# Gaussian and Random Functions

A Gaussian Normal Distribution, often called a normal distribution, or a normal error function, is the least biased (maximum entropy) probability assumption to make if all you know about a set of data is its mean and standard deviation. It is also the distribution you get from combining many different random variables, even if the individual elements aren't normally distributed.

First import a bunch of components we will use...


In [None]:
# gets all of numpy but you will still need to refer to e.g. numpy.random.randn() as random.randn()
from numpy import *               # all of the array capable elements for numerical data          
from scipy.stats import norm      # comprehensive functions for Gaussian normal distributions
import csv                        # library for reading and writing comma separated value files
from matplotlib.pyplot import *   # all of pyplot to graph the results of our calculations

# put figures inline in the notebook, so you don't have to call show()
%matplotlib inline

# This lets you make the default figure size larger (or smaller)
from IPython.core.pylabtools import figsize
figsize(14, 7)


**norm.pdf(x,mean,standard_deviation)** returns the probability density at x for a gaussian

**norm.cdf(x,mean,standard_deviation)** returns the cumulative probability density at x for a gaussian

**norm.interval(probability,mean,standard_deviation)** returns the symmetric limits for probability about mean

**random.rand(n)** returns n uniformly distributed random numbers between 0 and 1

**random.randn(n)** returns n gaussian distributed random numbers with a mean of 0 and standard deviation of 1

**random.randint(low, high, n)**	returns n random integers from low (inclusive) to high (exclusive)

The Gaussian distribution looks like this for a mean of zero and a standard deviation of one. The probability of any one sample lying between $\pm$one standard deviation is about 68%, $\pm$two standard deviations about 95%, and $\pm$three standard deviations about 99%. 

scipy.stats.norm (http://docs.scipy.org/doc/scipy-0.16.0/reference/generated/scipy.stats.norm.html) gives you a whole lot of functions, including cdf() for the cumulative distribution (the integral of the pdf). There's a little over 80% probability that a sample will be less than 1.


In [None]:
x = linspace(-3,3,1000)
f = norm.pdf(x,0,1) 
g = norm.cdf(x,0,1)
plot(x,f)
plot(x,g)
xto1 = linspace(-3,1,1000)
fto1 = norm.pdf(xto1,0,1) 
fill_between(xto1,0,fto1)
plot([1,1,-3],[0,norm.cdf(1,0,1),norm.cdf(1,0,1)])

## 95% Confidence Interval
What range of values will you expect for your measurement 95% of the time, if the mean value is 192 and the standard deviation 10?

So the interval containing 95% of the samples isn't exactly $\pm$two standard deviations (172, 212), but pretty close:

In [None]:
norm.interval(0.95,192,10)

## Probability of a random value lying in a range
What is the probability of getting a result between 2.7 and 4.0 if the variable is normally distributed with a mean of 3.1 and a standard deviation of 0.65?

# # # #

*Work to complete*. From the notes on Gaussian and random functions above, pull out everything from "plot([1,1,-3],[0,norm.cdf(1,0,1),norm.cdf(1,0,1)])" down to "standard deviation 10?", copied word for word.

# # # #

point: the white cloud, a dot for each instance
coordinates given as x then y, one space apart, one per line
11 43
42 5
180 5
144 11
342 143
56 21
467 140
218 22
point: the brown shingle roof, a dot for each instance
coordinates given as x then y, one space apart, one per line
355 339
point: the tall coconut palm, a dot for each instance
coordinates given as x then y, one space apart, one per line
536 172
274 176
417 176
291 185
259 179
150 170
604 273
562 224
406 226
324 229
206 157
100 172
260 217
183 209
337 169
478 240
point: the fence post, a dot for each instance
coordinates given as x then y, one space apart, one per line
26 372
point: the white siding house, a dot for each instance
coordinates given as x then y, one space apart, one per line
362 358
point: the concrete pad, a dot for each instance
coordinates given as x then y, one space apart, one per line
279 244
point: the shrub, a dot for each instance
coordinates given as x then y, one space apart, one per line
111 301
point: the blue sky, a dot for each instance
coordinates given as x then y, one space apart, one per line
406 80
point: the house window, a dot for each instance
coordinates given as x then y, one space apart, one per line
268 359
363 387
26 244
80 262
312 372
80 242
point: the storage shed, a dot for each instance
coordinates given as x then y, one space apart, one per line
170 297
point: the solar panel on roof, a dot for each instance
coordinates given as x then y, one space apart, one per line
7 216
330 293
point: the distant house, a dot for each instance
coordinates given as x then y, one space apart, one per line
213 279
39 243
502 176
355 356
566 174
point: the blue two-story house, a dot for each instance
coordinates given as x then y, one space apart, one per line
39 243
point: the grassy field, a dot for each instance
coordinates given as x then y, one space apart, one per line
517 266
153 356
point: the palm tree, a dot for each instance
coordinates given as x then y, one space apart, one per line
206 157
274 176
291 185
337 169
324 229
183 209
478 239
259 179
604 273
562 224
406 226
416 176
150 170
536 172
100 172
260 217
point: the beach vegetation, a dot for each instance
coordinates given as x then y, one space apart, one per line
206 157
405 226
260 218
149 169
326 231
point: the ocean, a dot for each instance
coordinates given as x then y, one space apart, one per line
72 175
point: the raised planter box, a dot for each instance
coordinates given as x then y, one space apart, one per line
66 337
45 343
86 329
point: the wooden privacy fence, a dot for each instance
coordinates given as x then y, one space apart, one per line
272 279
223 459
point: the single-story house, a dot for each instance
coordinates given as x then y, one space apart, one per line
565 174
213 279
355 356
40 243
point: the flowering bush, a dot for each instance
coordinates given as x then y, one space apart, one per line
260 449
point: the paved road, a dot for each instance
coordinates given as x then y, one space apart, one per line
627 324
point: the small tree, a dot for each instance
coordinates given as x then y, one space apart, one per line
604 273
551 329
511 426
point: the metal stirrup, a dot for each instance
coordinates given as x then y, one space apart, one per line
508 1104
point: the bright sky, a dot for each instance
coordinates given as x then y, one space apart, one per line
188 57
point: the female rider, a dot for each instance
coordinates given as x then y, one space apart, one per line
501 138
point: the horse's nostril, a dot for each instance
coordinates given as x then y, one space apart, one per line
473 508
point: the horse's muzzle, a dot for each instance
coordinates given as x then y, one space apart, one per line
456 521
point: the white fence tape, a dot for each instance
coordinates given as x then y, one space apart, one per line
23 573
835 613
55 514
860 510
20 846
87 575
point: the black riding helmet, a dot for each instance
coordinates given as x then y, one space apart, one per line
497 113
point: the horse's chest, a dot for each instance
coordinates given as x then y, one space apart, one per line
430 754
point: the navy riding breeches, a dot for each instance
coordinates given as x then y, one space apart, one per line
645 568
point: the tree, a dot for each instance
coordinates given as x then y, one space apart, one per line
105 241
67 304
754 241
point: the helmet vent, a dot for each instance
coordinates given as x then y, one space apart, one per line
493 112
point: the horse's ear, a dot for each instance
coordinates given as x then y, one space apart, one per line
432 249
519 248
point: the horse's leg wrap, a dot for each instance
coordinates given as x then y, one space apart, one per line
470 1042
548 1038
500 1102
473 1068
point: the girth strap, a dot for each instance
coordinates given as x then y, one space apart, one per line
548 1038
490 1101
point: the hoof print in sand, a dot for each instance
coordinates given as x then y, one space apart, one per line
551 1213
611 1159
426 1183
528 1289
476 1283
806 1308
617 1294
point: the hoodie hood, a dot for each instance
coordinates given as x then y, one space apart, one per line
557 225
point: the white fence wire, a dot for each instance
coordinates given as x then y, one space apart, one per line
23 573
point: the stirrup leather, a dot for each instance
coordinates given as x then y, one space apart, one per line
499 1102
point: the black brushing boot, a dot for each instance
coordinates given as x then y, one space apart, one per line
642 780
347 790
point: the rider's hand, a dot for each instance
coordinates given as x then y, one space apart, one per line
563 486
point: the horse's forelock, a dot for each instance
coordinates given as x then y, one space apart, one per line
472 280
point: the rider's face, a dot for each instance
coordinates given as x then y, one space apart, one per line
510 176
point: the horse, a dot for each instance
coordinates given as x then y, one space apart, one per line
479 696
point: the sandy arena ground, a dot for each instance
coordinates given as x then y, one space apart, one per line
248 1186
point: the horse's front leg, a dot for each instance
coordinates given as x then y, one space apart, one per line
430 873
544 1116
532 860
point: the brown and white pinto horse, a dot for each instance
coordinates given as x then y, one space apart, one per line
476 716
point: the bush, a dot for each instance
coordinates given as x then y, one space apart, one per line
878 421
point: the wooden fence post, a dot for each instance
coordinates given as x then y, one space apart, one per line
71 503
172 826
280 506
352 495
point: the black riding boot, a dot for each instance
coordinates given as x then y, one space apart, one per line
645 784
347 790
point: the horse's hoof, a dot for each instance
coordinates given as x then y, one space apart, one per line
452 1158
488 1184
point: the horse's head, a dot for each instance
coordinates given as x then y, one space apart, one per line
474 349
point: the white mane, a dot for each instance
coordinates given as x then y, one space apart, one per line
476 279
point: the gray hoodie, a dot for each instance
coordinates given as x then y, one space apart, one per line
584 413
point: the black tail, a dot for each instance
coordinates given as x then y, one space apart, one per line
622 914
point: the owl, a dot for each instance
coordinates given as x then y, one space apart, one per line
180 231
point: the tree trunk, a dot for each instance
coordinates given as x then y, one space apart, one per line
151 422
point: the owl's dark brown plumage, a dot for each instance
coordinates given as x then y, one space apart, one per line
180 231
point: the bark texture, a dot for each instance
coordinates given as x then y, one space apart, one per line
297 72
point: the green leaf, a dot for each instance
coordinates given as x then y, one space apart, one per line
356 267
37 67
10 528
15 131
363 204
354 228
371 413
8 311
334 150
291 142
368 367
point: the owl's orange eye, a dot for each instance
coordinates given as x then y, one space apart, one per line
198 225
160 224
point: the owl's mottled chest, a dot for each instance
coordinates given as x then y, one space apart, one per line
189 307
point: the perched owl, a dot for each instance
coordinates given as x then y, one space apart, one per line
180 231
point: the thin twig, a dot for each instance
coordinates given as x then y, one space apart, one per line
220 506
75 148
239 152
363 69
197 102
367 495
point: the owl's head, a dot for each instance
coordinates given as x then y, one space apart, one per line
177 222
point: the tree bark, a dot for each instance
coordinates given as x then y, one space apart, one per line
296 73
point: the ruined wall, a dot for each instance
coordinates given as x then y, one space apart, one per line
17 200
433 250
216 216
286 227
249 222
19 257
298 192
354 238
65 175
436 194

# # # #

*Solution below*.
plot([1,1,-3],[0,norm.cdf(1,0,1),norm.cdf(1,0,1)])

## 95% Confidence Interval
What range of values will you expect for your measurement 95% of the time, if the mean value is 192 and the standard deviation 10?